RECORDS FOR THE TASK ->
** START **
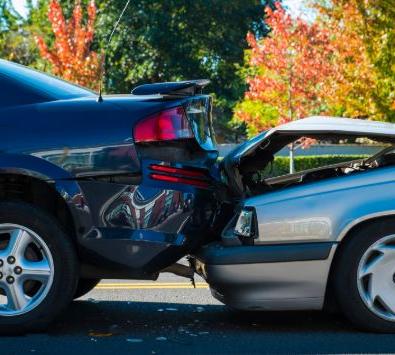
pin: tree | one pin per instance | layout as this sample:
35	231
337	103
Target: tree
71	56
285	73
15	42
177	40
363	35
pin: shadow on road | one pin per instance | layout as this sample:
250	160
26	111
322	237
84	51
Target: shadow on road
121	317
118	327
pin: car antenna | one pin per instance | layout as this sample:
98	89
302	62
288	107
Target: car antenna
104	52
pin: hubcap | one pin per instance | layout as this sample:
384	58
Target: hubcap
376	278
26	267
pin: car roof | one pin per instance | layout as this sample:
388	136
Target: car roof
317	124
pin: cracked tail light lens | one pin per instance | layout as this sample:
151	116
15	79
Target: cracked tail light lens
245	225
167	125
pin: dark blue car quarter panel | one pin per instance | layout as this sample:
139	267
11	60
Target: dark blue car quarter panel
153	226
85	150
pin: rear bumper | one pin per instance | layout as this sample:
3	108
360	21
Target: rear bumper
269	277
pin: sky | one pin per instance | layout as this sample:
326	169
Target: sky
295	7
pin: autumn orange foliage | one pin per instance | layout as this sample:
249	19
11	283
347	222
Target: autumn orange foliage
351	92
286	70
71	57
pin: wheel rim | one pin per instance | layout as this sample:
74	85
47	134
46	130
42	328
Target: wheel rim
376	278
26	270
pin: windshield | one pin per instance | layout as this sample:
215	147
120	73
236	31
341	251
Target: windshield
43	84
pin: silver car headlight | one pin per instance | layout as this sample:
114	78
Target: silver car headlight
246	224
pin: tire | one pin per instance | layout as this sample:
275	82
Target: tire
41	242
84	286
360	271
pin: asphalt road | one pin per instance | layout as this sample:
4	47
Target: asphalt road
169	317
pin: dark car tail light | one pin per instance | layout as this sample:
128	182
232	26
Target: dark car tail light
192	177
167	125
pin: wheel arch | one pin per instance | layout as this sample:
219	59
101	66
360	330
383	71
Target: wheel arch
30	189
351	229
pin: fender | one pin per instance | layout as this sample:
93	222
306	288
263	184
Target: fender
362	219
63	182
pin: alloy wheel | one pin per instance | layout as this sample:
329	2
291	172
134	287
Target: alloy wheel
376	278
26	270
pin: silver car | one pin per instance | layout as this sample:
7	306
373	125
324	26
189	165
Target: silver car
301	241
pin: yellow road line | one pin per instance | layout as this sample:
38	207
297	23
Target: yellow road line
151	285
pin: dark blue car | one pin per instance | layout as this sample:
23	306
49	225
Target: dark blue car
90	189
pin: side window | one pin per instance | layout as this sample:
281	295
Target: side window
319	154
12	94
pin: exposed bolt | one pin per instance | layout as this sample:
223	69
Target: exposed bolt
10	279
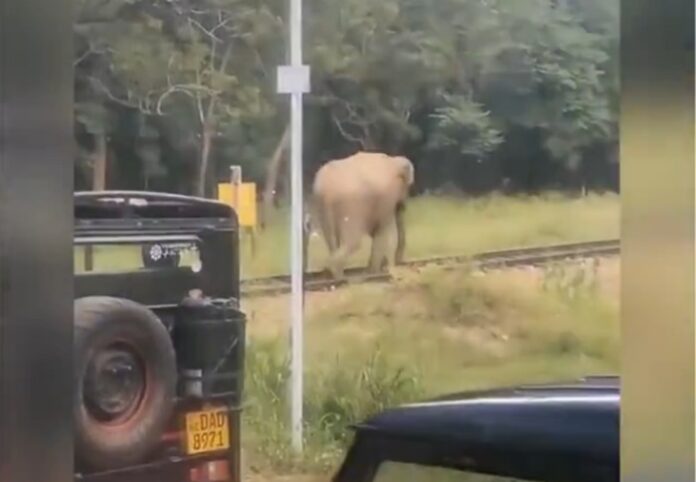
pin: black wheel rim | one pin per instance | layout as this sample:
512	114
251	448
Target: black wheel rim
114	384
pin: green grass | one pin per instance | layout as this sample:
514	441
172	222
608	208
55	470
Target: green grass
369	347
435	226
450	226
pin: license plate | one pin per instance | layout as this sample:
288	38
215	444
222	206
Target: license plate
207	431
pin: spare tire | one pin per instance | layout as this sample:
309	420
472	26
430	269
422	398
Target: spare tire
125	382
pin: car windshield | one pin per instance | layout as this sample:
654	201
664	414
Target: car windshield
391	471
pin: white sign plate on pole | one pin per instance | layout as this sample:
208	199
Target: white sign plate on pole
293	79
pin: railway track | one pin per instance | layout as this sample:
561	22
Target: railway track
528	256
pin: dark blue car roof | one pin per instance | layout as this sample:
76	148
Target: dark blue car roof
579	419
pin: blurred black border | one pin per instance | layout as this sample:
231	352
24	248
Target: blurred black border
36	267
658	242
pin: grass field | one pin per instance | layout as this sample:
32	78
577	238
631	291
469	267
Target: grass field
372	346
450	226
435	226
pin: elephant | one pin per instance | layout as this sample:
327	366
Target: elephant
363	194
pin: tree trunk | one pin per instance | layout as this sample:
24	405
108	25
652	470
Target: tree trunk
272	172
206	141
99	163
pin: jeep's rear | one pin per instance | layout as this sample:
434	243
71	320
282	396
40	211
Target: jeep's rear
159	339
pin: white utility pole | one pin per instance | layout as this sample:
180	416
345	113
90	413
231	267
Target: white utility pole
294	80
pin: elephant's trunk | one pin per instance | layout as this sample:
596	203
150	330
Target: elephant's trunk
400	234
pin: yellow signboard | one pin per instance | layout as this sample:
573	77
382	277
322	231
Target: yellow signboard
246	197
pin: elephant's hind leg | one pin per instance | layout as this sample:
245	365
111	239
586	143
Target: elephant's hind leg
348	244
379	259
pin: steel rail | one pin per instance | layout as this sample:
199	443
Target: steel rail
525	256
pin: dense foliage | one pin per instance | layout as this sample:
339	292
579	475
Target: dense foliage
481	94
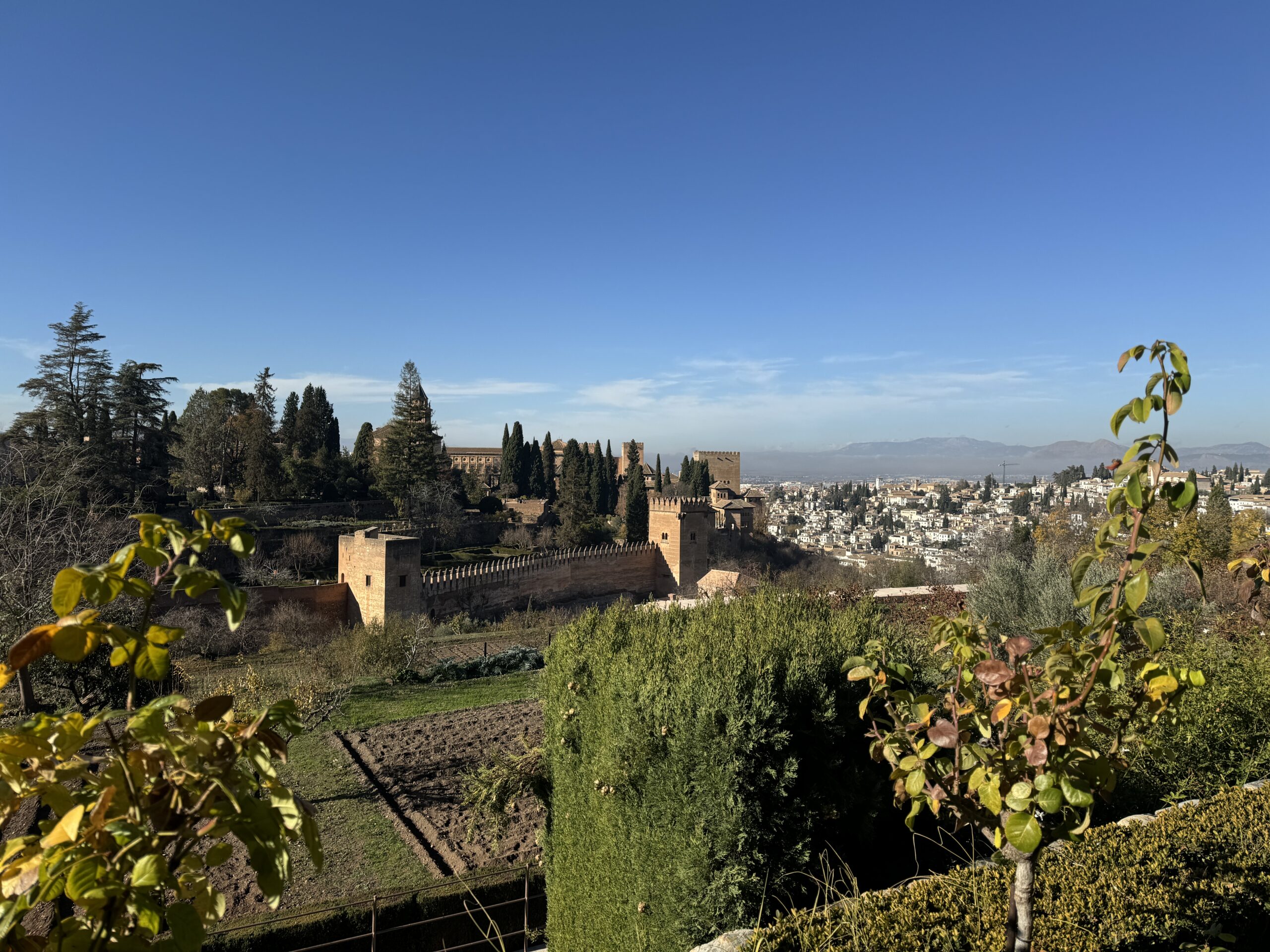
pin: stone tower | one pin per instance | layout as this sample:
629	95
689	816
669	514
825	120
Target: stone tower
681	530
724	466
381	573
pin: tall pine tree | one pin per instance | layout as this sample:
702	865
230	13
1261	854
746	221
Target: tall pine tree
73	384
408	454
636	499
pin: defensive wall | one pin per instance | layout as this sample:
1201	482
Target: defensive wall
509	584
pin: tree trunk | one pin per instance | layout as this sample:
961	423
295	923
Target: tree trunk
27	691
1019	919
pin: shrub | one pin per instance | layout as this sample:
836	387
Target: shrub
694	757
1135	888
513	659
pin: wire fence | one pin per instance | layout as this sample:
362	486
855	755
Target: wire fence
504	926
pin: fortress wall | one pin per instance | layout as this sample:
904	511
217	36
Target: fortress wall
511	584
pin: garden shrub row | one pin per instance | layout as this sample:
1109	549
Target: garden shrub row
1135	888
698	763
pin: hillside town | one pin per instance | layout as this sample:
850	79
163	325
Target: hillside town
943	522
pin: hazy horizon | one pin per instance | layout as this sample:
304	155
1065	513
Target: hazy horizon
720	225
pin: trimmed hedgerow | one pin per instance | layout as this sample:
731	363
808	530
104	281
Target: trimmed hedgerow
1136	888
698	758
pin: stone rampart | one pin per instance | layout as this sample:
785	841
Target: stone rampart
509	584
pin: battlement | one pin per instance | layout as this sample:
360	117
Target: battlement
439	582
679	504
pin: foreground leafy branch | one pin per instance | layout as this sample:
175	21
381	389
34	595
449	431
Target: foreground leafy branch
1024	733
143	801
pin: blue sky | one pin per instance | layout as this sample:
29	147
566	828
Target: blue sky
698	225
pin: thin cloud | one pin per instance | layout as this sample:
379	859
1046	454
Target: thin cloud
620	393
870	358
756	371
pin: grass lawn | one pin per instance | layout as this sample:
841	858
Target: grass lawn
379	704
364	852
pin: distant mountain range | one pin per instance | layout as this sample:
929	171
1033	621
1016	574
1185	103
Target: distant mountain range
964	457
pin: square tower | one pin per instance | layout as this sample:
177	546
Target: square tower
681	531
724	466
381	573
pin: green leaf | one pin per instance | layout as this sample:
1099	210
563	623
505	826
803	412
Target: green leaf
1133	492
74	643
1136	590
915	782
82	878
1023	832
149	870
1051	800
187	927
990	796
1118	419
67	588
1076	790
1151	633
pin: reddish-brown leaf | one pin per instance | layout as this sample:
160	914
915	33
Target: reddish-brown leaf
31	647
1038	753
994	672
943	734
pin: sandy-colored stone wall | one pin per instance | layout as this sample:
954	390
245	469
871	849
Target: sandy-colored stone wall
681	530
381	573
562	577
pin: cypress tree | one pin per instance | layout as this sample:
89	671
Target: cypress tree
600	483
574	507
364	450
287	427
636	499
507	466
1216	524
515	455
538	481
549	468
611	481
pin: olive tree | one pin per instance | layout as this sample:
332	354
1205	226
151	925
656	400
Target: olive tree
1025	733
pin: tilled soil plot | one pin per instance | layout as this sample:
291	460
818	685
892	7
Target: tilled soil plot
421	766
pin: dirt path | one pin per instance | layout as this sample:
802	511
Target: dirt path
420	767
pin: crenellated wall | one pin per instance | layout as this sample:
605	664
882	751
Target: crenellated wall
571	574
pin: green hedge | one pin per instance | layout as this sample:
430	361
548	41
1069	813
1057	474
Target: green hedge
1137	888
699	765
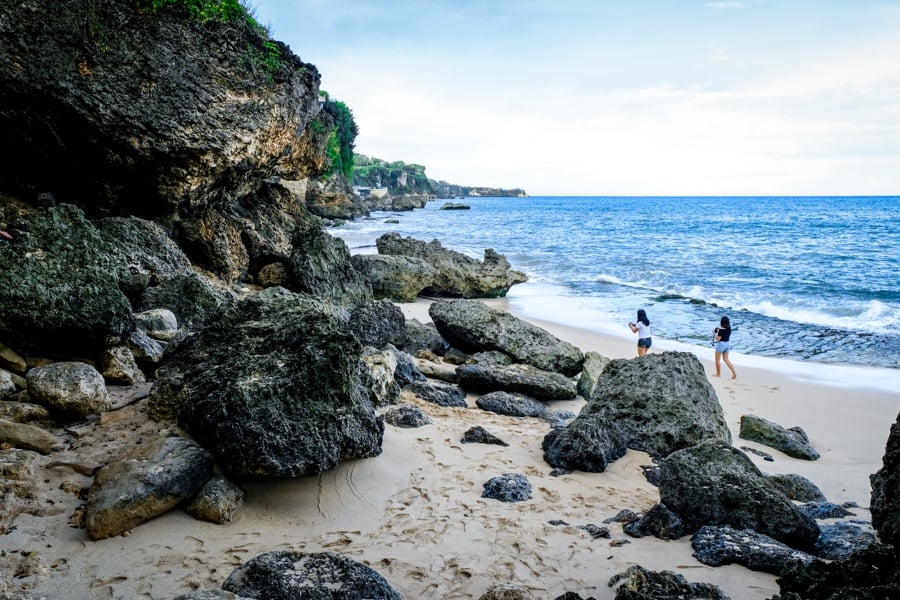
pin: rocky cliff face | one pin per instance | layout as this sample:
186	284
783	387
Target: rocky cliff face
128	111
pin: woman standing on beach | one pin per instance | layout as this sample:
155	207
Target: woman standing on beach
723	345
642	328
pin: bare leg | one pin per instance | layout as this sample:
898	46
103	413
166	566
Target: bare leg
730	366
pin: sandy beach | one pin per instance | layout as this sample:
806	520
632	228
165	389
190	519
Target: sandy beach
415	513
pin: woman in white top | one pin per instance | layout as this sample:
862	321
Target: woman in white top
642	328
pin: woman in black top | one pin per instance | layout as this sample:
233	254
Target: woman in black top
723	345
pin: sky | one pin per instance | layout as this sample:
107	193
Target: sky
616	97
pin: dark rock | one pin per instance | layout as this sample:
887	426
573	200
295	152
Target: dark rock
595	531
261	377
840	540
458	276
625	516
793	442
407	416
512	405
442	394
524	379
659	522
423	337
823	510
217	501
591	371
885	503
406	371
798	488
479	435
588	444
637	583
871	574
286	575
151	480
509	487
660	403
714	484
59	290
472	326
724	545
398	278
378	324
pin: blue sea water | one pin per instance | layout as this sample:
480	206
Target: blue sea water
803	278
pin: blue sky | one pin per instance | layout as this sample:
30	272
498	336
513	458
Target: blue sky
616	97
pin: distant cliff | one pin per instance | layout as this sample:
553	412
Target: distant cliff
409	179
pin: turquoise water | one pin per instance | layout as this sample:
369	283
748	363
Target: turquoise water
808	279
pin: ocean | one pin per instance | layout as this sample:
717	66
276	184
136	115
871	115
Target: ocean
808	279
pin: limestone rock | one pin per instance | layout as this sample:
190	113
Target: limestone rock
70	389
523	379
458	276
274	386
714	484
398	278
793	442
217	501
472	326
286	575
442	394
151	480
28	437
660	403
886	491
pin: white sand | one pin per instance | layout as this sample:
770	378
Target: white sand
415	513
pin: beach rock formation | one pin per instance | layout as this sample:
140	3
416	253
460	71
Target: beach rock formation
723	545
472	326
267	372
712	483
517	378
658	404
153	479
638	582
886	491
286	575
458	276
794	442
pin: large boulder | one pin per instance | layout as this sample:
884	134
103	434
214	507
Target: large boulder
59	289
523	379
660	402
273	386
886	491
458	276
794	442
399	278
287	575
153	479
713	483
472	326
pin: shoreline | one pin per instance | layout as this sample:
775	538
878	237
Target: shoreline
415	512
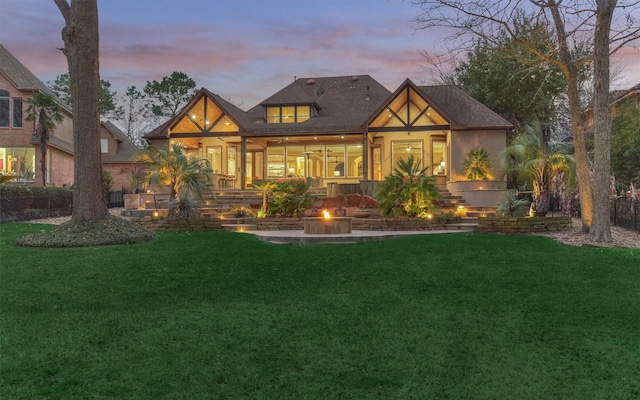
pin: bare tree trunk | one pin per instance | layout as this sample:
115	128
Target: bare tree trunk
601	231
81	40
43	136
570	70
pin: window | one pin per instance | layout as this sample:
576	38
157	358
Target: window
303	113
315	158
438	156
404	149
273	115
354	160
335	161
295	161
288	114
104	146
231	161
4	109
19	162
17	112
214	155
275	162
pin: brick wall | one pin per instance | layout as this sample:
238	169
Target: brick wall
515	226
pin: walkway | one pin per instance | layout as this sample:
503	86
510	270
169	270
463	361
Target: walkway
299	237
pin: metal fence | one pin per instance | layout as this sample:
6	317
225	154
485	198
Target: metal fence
625	214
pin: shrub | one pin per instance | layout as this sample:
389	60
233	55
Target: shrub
290	199
511	206
477	165
185	206
407	191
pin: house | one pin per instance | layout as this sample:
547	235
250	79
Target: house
20	151
339	130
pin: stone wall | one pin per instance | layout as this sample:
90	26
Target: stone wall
515	226
180	224
287	224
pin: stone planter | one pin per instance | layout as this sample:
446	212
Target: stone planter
131	201
362	213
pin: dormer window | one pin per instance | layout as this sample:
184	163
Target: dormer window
288	114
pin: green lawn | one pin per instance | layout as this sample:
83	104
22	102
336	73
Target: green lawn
217	315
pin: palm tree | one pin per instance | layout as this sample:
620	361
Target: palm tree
44	109
183	174
477	165
531	160
408	190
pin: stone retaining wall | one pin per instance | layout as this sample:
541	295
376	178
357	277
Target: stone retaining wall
283	224
515	226
180	224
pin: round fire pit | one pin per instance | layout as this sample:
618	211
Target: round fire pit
333	225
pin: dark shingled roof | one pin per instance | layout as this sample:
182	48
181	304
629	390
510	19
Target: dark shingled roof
126	148
461	110
344	104
21	77
238	115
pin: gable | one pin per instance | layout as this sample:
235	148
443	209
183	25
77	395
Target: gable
408	109
203	116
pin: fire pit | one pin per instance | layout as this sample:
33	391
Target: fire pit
327	224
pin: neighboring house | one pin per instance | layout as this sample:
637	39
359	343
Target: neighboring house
616	99
118	155
335	130
20	150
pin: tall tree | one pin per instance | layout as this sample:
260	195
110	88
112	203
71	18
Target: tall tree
61	86
80	36
625	144
509	80
602	115
574	26
134	111
43	109
170	94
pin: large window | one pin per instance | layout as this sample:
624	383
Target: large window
295	162
438	156
288	114
404	149
214	155
19	162
335	161
10	110
17	112
231	161
315	157
4	109
354	160
275	162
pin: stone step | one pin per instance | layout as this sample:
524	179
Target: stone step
239	227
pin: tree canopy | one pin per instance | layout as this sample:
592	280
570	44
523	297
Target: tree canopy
61	86
170	94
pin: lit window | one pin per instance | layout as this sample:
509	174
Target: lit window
17	112
273	115
303	113
4	109
288	115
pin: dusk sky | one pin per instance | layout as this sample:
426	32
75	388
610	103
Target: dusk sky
244	50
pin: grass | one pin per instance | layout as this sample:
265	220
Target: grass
218	315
** END **
AIM ->
Format the stretch from the line containing "pin: grass |" through the end of the records as a numbered list, leaving out any blank lines.

WRITTEN ANSWER ->
1. pin: grass | one pin per instance | layout as this sample:
2. 265	220
3. Target: grass
4. 218	315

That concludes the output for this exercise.